(TEXT UNDER STUDY)
Source: Streetwise Reports 03/19/2020
Shares of NGL Energy Partners traded higher after the company confirmed its fiscal 2020 EBITDA guidance and provided an update on current operations and capital expenditure reductions.
Midstream energy firm NGL Energy Partners LP (NGL:NYSE) today provided an update on its business operations in the face of the current commodity price environment. The partnership reported that its three primary businesses should continue to perform as expected in the near term.
The firm advised that “fiscal Year 2020 ending March 31, 2020 Adjusted EBITDA from continuing operations guidance range remains unchanged at $565-595 million.” The partnership additionally indicated that current produced water transportation and disposal volumes on its systems have increased in March to a record 1.9 MMbbl/d, including about 1.5 MMbbl/d in the Delaware Basin. The company additionally stated that it expects that the balance outstanding on its $1.9 billion revolving credit line will be about $1.5 billion as of March 31, 2020.
(End TEXT UNDER STUDY)
(DATASET EXTRACT)
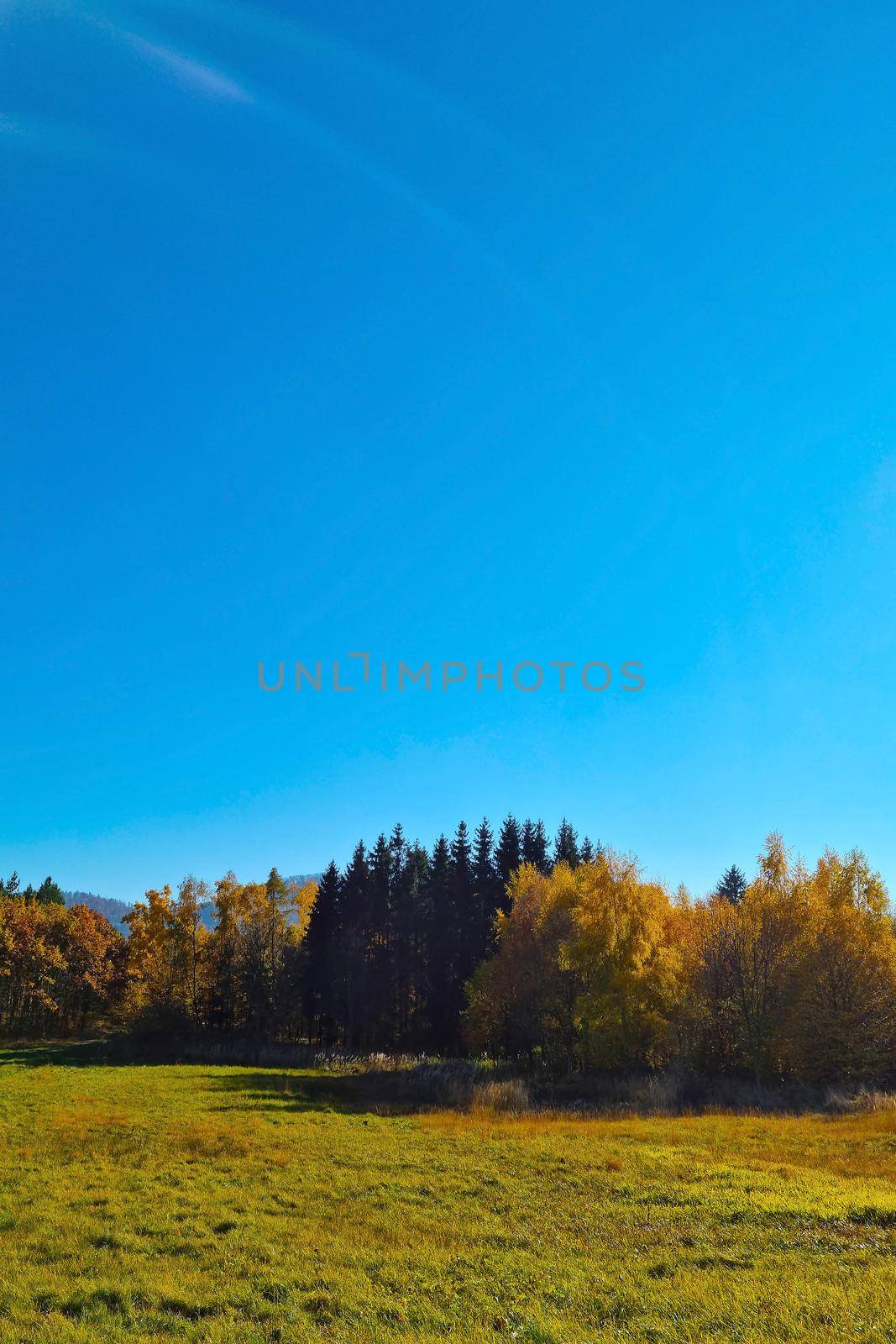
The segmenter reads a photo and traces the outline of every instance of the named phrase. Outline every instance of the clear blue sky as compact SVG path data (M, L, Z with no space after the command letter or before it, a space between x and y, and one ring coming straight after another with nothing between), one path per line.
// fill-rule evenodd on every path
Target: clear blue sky
M896 13L0 0L0 872L896 883ZM259 659L643 663L263 695Z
(End DATASET EXTRACT)
PROBLEM ::
In the NGL Energy Partners report, what adjusted EBITDA guidance range does the company keep for fiscal year 2020?

WRITTEN REPLY ::
$565-595 million